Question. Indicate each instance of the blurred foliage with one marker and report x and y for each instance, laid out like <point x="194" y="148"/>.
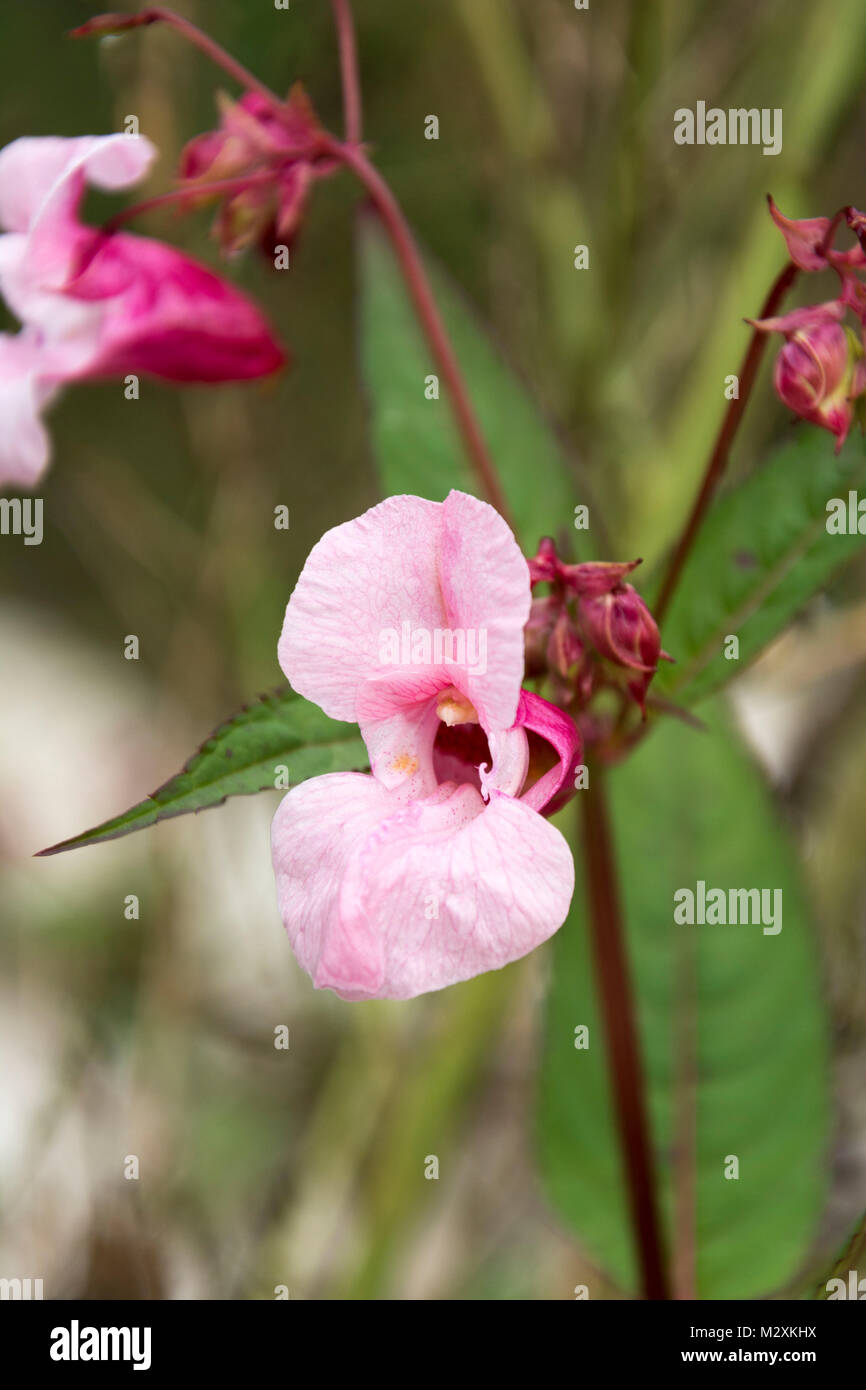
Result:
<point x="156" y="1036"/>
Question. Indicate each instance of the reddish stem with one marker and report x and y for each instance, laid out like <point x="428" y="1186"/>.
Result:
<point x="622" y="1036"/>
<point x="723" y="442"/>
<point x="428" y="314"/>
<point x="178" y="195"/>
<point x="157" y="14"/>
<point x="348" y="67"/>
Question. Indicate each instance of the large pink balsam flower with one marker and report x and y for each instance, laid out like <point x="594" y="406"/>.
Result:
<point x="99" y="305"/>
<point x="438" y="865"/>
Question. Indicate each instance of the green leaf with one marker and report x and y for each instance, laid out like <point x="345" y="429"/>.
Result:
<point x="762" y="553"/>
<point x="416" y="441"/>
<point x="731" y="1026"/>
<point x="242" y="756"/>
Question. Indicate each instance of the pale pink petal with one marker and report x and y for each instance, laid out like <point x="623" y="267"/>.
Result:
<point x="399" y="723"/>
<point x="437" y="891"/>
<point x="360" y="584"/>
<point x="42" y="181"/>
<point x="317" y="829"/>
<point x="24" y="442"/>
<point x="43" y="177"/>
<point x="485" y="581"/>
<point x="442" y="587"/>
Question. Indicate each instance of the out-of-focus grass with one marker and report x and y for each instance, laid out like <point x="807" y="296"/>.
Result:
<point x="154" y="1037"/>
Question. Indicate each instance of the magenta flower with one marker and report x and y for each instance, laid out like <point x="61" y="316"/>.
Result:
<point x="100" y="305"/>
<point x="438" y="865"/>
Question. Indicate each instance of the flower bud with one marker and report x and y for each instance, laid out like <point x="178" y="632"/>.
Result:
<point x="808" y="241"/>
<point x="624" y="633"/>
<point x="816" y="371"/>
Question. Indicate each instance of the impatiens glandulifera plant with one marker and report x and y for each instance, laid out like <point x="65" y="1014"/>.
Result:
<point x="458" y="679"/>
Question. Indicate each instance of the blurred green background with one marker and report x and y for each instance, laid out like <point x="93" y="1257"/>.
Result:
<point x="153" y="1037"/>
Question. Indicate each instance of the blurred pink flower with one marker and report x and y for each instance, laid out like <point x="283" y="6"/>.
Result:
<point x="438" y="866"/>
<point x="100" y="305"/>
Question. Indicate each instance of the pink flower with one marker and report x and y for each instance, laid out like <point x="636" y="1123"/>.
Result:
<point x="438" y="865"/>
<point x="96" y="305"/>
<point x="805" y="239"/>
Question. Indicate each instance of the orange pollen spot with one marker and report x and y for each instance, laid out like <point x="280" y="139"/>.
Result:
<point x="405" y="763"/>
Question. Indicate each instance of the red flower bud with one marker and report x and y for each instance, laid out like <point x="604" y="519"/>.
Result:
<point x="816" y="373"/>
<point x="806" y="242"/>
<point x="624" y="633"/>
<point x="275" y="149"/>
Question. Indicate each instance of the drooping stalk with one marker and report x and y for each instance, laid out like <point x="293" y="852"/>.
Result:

★ ★ ★ ★

Prompt:
Starting from the records above, copy each line where the string "green" is found.

Answer:
Question. Indicate each instance of the green leaf with one marker and report x and y for each instance, laid out like <point x="345" y="429"/>.
Question. Indicate each instance of the blurred green background with one marker and report x and y for each instance, laid out like <point x="93" y="1257"/>.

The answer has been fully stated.